TREŚĆ ZADANIA — Proszę wypisać w całości każdy wiersz poniższych pozycji, w którym występuje słowo „window”.
'''
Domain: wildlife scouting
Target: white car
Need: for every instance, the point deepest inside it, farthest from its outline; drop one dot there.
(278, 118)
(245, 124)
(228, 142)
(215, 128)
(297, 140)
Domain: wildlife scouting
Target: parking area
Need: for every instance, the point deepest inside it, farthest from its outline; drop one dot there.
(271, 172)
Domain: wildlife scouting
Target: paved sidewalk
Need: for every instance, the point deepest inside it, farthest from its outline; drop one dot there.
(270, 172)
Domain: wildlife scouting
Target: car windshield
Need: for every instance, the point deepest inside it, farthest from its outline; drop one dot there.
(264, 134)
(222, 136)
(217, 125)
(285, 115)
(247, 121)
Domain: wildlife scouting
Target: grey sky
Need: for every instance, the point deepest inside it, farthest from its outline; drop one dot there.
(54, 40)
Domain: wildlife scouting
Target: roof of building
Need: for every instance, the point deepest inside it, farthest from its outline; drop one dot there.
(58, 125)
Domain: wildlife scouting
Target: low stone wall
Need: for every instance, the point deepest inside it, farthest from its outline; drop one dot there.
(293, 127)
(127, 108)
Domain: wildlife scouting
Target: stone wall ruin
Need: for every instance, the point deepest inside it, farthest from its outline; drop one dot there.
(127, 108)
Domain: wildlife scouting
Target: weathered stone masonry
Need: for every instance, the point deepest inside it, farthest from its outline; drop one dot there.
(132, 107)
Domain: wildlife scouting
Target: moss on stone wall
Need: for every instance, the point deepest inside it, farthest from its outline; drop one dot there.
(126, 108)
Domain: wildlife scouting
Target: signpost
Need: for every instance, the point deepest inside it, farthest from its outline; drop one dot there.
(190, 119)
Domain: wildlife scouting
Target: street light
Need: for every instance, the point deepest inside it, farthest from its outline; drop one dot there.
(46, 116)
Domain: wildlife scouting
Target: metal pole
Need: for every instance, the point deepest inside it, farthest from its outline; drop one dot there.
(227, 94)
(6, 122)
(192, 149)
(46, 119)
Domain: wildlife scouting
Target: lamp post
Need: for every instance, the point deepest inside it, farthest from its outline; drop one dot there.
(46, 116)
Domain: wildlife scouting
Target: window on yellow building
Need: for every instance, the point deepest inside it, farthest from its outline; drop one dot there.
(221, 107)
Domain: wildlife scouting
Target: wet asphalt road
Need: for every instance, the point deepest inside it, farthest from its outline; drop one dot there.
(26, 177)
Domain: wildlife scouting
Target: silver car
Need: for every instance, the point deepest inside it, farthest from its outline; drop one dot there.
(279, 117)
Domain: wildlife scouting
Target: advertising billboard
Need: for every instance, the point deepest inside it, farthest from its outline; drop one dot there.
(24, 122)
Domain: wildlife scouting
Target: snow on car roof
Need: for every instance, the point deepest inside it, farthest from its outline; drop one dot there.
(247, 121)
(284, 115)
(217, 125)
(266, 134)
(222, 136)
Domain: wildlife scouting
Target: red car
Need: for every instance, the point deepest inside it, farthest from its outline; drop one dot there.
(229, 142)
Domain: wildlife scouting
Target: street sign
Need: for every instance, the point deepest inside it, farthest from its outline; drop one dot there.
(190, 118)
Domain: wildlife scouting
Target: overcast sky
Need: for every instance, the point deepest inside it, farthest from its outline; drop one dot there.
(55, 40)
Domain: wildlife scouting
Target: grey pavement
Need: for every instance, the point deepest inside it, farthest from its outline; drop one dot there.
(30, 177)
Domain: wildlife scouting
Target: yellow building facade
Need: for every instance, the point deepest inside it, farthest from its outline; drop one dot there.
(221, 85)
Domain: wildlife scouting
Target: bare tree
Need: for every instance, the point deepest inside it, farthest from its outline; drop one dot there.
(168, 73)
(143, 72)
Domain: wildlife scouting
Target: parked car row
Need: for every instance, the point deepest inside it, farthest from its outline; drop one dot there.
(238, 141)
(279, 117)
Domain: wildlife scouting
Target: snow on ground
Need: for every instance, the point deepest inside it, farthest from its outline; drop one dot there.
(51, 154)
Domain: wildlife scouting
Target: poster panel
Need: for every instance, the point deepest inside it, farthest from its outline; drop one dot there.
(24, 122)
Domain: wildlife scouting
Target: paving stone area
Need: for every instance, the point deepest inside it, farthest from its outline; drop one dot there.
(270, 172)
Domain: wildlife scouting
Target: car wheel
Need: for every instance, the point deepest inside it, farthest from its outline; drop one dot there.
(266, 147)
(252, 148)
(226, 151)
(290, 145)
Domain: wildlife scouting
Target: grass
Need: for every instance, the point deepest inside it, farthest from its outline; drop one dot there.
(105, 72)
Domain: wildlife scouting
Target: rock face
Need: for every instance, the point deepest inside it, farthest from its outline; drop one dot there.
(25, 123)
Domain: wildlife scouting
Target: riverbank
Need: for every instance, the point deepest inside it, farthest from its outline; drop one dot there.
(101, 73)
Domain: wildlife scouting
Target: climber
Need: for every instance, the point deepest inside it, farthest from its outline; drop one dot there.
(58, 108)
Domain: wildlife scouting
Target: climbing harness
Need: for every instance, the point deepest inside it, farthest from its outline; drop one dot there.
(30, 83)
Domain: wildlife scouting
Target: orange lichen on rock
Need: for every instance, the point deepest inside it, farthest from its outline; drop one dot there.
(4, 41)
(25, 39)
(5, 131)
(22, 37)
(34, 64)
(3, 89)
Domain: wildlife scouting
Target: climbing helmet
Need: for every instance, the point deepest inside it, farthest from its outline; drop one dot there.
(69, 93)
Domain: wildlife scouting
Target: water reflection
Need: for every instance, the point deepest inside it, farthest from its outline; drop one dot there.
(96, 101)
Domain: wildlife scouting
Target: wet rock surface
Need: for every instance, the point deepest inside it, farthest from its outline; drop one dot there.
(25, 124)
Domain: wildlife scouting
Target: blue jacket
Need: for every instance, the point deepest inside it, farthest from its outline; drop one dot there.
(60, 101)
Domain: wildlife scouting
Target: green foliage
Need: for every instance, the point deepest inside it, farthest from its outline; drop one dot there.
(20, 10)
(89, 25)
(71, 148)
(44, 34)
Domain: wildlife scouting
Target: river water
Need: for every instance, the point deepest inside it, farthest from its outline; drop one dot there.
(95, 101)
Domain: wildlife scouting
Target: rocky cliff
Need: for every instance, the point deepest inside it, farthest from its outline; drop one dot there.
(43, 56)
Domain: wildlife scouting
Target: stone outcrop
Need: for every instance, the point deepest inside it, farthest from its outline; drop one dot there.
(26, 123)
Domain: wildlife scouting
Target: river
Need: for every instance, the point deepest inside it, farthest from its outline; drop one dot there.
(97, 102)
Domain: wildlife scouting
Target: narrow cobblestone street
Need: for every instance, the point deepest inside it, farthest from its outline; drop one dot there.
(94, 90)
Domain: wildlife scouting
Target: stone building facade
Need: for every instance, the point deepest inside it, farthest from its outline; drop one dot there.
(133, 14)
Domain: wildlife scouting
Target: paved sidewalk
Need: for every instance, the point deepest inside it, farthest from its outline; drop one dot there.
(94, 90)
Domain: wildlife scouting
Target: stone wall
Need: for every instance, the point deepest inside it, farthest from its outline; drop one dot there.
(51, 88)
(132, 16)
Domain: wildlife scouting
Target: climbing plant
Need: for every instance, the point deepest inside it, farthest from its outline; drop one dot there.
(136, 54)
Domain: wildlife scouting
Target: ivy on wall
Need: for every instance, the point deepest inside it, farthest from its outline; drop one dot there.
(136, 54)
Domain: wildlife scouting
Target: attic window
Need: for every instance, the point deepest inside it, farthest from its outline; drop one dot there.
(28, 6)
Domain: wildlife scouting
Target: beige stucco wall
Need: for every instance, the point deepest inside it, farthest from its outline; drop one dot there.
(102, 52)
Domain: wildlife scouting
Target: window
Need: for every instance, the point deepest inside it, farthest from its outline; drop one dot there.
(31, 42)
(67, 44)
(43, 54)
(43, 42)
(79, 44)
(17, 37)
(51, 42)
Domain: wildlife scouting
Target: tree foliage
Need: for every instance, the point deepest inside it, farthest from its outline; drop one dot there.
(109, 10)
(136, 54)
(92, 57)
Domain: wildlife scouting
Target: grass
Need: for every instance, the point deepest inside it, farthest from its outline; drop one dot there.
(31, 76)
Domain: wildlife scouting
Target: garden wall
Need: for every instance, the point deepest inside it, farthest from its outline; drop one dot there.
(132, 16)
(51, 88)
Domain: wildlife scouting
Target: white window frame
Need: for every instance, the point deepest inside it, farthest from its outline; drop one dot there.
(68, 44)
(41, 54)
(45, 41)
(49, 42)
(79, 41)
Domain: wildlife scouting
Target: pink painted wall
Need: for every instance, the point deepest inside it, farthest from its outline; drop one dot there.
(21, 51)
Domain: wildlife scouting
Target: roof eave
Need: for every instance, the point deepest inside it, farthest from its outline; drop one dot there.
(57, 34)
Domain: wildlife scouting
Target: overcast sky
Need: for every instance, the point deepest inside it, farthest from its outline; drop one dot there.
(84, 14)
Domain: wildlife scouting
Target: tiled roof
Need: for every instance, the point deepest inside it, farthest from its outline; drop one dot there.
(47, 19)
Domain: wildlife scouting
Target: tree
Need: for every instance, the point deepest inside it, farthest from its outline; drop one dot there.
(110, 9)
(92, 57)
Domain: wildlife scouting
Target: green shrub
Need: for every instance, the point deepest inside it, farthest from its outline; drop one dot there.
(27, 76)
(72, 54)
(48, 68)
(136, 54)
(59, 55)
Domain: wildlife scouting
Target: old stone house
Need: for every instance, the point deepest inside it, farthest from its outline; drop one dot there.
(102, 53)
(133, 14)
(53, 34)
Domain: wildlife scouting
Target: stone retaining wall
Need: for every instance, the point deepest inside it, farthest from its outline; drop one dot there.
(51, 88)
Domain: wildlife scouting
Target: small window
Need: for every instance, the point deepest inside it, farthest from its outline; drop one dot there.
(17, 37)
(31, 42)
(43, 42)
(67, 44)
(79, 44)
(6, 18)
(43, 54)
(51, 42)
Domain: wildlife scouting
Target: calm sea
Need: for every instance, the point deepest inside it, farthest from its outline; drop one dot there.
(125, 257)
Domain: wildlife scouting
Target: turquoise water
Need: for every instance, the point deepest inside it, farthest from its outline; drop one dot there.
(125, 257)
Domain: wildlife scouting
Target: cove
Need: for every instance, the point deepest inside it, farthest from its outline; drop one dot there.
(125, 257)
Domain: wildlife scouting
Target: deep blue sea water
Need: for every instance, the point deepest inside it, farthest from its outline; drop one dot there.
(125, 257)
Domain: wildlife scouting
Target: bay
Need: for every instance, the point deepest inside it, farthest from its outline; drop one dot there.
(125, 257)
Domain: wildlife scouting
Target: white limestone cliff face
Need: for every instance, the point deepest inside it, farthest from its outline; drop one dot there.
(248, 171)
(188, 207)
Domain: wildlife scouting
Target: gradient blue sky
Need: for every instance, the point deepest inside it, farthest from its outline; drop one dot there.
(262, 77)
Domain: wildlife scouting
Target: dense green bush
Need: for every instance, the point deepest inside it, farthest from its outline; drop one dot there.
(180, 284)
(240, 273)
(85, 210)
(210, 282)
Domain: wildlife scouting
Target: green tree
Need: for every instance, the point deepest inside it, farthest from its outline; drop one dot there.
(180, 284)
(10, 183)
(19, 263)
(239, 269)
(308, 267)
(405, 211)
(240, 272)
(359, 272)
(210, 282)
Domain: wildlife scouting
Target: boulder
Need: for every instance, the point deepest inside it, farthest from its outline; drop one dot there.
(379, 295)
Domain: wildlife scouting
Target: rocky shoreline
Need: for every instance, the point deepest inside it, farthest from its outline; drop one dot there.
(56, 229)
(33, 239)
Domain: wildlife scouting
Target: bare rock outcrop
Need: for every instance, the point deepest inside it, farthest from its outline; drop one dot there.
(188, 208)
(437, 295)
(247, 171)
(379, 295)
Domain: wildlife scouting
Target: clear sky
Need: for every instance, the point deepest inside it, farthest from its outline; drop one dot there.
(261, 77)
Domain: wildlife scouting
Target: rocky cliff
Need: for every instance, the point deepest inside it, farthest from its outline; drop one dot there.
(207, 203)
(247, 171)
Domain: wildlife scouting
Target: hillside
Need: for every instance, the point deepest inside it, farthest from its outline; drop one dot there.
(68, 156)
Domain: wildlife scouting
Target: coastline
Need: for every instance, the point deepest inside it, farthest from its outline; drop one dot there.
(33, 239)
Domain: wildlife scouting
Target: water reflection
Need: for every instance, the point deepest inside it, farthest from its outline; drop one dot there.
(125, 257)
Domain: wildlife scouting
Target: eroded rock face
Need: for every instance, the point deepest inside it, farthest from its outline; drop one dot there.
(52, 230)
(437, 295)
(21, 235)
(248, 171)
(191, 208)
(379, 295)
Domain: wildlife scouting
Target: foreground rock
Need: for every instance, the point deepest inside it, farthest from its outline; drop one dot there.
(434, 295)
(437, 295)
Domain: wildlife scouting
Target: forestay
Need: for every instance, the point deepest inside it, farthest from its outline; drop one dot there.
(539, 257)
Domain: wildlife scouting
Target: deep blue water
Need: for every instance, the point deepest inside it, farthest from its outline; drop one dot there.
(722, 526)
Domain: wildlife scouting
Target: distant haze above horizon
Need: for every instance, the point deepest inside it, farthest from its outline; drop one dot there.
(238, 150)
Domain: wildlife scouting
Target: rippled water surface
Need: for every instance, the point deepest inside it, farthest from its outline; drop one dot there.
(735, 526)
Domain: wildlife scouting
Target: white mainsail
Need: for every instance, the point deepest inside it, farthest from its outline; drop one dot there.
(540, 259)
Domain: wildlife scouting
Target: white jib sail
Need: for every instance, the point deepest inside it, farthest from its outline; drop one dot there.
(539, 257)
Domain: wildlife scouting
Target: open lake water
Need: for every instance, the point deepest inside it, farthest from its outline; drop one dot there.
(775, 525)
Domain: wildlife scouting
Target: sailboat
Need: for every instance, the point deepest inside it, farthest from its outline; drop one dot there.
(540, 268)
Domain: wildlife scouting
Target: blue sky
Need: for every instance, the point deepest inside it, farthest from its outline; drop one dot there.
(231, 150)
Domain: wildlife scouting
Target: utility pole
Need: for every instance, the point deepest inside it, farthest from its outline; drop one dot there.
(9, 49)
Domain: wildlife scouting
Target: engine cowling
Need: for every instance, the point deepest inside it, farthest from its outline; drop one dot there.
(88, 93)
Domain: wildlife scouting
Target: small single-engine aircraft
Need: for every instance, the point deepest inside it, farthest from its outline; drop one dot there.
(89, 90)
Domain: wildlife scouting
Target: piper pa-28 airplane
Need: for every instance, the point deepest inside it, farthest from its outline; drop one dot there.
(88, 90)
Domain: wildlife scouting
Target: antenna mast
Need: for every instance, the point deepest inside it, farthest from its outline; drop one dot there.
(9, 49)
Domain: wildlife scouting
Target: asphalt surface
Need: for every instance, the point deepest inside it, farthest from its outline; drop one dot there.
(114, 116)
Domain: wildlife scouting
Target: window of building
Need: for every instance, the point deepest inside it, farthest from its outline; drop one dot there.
'''
WYNIK KOŃCOWY —
Target: window on yellow building
Target: attic window
Target: window
Target: white window frame
Target: small window
Target: window of building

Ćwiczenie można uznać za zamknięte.